What you will do — Print the records below line for line and unchanged, leaving out the pictures.

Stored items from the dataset
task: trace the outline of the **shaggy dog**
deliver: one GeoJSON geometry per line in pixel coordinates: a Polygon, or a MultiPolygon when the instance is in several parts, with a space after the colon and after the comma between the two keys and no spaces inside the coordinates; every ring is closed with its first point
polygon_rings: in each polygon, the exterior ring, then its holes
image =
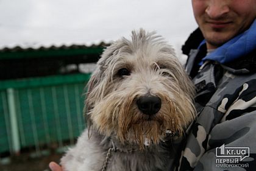
{"type": "Polygon", "coordinates": [[[88,82],[89,126],[65,170],[169,170],[174,137],[194,119],[194,87],[155,32],[133,31],[104,52],[88,82]]]}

Task answer —
task: trace the outline of the **shaggy dog**
deliver: one GeoJSON geometry per line in pixel coordinates: a Polygon, or a MultiPolygon when the instance is in several parts, with a space after the colon and after the comma between the two keys and no spaces inside the coordinates; every ring is closed with its first point
polygon_rings: in each polygon, the exterior ring, then its holes
image =
{"type": "Polygon", "coordinates": [[[88,82],[89,126],[65,170],[169,170],[174,137],[194,119],[194,87],[155,32],[133,31],[104,52],[88,82]]]}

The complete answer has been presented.